● Document text
════════════════
What are your "first world problems"? How do you respond when they arise? 

I've noticed my own irritation lately with first world problems. My newish iPhone is past its warranty and is virtually impossible to charge because the lightning port is damaged. My car's air conditioner takes ten to fifteen minutes to kick in. How can I possibly live with such misery and injustice?

Meanwhile, in my county, activists are pushing (against ongoing opposition) for local governments to create a permanent shelter for the homeless. Health Affairs Blog, a public health policy website, estimates that between 7,000 and 17,000 people will die because they live in states that refused to expand Medicaid under the Affordable Care Act. Tens of thousands of unaccompanied immigrant children crowd detention camps along our southern border. Not all problems in this country are "first world problems".

First world problems narrow my aperture so that my immediate pesky concern becomes my entire universe. In that moment, I can become a self-entitled, raging diva, or I can widen my aperture and let in the light of gratitude. Gratitude shrinks first world problems down to their appropriate size.
════════════════
● Supplied data
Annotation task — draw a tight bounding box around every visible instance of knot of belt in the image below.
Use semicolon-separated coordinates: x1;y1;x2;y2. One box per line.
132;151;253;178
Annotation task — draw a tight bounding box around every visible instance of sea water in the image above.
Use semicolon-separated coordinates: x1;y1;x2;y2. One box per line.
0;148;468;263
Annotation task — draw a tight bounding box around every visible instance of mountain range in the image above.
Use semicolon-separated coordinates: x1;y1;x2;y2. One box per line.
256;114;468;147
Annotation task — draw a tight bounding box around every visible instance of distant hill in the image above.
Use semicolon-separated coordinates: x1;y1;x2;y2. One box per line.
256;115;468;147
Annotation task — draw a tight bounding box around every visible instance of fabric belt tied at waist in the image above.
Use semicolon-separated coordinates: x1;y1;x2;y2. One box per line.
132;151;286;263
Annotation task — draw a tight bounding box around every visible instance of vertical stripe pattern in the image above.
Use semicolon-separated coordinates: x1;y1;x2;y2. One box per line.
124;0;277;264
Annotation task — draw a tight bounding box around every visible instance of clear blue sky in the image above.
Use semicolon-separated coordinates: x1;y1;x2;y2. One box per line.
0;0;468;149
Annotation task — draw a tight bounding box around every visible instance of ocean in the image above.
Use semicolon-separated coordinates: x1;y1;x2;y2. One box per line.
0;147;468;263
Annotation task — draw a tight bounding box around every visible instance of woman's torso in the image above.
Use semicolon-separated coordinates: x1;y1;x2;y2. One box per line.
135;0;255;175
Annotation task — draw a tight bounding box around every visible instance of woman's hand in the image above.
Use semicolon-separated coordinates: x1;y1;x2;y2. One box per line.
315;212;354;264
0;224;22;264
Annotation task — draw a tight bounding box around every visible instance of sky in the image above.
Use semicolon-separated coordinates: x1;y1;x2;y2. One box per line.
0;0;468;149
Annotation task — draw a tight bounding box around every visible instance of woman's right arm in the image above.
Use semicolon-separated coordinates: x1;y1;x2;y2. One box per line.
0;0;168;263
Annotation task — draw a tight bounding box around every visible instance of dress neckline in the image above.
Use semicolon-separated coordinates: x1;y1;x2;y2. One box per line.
════════════════
● Work instructions
**a.** List the situations in this country that the passage on first world problems offers as examples of problems that are not "first world problems".
**b.** According to the passage on first world problems, what does Health Affairs Blog estimate?
**c.** Continue the passage on first world problems from the point where it stops.

● Answers per task
**a.**
- Activists in the author's county are pushing, against ongoing opposition, for local governments to create a permanent shelter for the homeless.
- Between 7,000 and 17,000 people are estimated to die because they live in states that refused to expand Medicaid under the Affordable Care Act.
- Tens of thousands of unaccompanied immigrant children crowd detention camps along the southern border.

**b.** It estimates that between 7,000 and 17,000 people will die because they live in states that refused to expand Medicaid under the Affordable Care Act.

**c.**
My spiritual path tells me to "not worry about your life...but seek first the kingdom of God" (Matthew 6). What does that mean? Isn't it human nature to worry? Of course, but seek to keep your worries in perspective. What's the bigger picture here?

Yes, my iPhone isn't recharging. And I'm also breathing and walking. I had a wonderful dinner last night, have interesting work to do today, have a great partner, and I live in an amazing home nestled in a glorious, sunny valley. I seek first to remember that I'm blessed, I'm loved, and I'm part of a bigger Cause called Life.

Check out "Weird Al" Yankovic's new video and take a moment to share how you deal with "first world problems". How do you widen your aperture and regain perspective?

Living in Your Dream Home

Years ago I had a discussion with an older married couple. The wife said she had identified her ideal furniture but was waiting to purchase it until she and her husband moved into their dream home. He looked at her and responded, "Honey, we've been married forty years and lived in the same house that whole time. Your dream home? You're living in it!" How many of us are holding out for something better, not realizing that we are living in our dream home, our dream job, our dream relationship?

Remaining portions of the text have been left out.